By Walter Mswazie
LOCALS of Zimhofu village in Zaka where more than 30 pythons were found on top of a grave on Sunday are living in perpetual fear following revelations that the snake that gave birth to the hatchlings is still trapped in the grave.
Villagers told a Chronicle news team that toured the area yesterday the giant reptile once emerged from its hiding but quickly slid back into the grave when it spotted some people milling around the area.
They said there was another hole close to a second grave that indicate there could be more such snakes in the area.
The graves are in a long abandoned homestead which used to belong to the Hope family.
Tichaona Maremi from Zimhofu Village said:
“We couldn’t believe our eyes when we first saw the hatchlings on top of the grave. We also saw some eggs and this is adding to our fear because this means there could be more of the reptiles around. We pray the Parks and Wildlife people manage to capture most of these snakes before they stray into our homes.”

▶ Dataset content:
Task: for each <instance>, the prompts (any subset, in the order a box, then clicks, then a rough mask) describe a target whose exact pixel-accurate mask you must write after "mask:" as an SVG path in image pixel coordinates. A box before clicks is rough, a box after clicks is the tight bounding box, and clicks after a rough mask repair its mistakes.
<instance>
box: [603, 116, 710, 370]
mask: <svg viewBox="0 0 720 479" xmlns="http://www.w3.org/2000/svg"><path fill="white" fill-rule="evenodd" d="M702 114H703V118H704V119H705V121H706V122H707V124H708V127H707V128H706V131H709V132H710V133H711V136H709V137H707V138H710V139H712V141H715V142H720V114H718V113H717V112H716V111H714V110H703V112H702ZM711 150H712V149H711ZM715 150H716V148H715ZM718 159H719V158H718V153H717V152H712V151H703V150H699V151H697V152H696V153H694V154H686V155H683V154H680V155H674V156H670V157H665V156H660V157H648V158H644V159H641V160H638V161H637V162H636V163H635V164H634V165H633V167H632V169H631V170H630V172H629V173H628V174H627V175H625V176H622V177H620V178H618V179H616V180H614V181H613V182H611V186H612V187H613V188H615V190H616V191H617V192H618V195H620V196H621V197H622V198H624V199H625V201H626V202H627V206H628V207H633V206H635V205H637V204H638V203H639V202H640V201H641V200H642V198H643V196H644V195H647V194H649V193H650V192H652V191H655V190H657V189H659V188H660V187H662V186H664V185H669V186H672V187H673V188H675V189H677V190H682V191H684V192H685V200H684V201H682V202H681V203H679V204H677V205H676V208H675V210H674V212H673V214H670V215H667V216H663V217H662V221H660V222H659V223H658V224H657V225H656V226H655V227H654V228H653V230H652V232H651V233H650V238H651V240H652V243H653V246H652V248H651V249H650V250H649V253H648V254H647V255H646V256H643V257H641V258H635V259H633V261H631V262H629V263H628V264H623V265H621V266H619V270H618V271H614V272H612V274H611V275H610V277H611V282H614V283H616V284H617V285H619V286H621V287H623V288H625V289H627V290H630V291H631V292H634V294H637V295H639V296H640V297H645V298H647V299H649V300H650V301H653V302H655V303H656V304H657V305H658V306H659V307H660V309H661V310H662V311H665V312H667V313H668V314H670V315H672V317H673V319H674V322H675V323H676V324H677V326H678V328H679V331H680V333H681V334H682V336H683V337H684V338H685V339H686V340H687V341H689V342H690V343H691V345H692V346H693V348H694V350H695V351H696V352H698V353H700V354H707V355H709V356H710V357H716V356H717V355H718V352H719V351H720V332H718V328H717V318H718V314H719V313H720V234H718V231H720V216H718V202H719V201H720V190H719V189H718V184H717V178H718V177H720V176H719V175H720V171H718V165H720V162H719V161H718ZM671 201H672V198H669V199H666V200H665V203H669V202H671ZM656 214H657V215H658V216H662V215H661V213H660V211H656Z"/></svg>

▶ What is needed: List every person, family, and organization named in the news report about the pythons in Zimhofu village.

▶ Worked solution:
- Walter Mswazie
- Tichaona Maremi
- the Hope family
- Chronicle
- Parks and Wildlife